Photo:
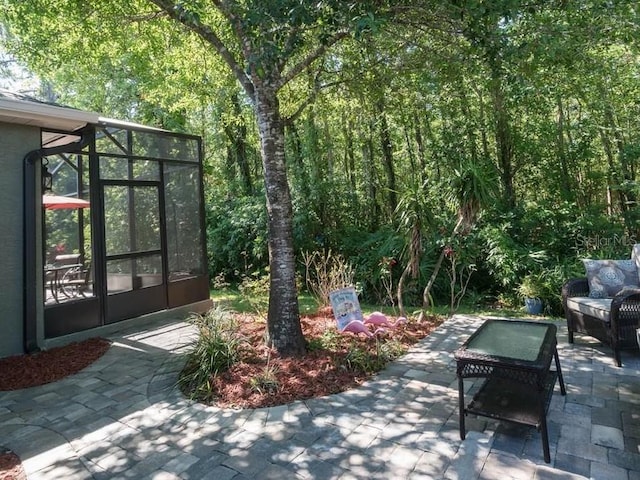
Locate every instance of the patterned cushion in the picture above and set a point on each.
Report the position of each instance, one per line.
(607, 277)
(635, 256)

==============================

EXERCISE TASK — Output the lines above as a JSON list of strings, one string per line, with blank lines left out. Leave the picture out of the list.

FINAL RESULT —
[
  "Photo:",
  "Locate every instance of the patterned cushion in the picture above and set a point on each.",
  "Report the position of each instance, one per line.",
  "(607, 277)",
  "(635, 256)"
]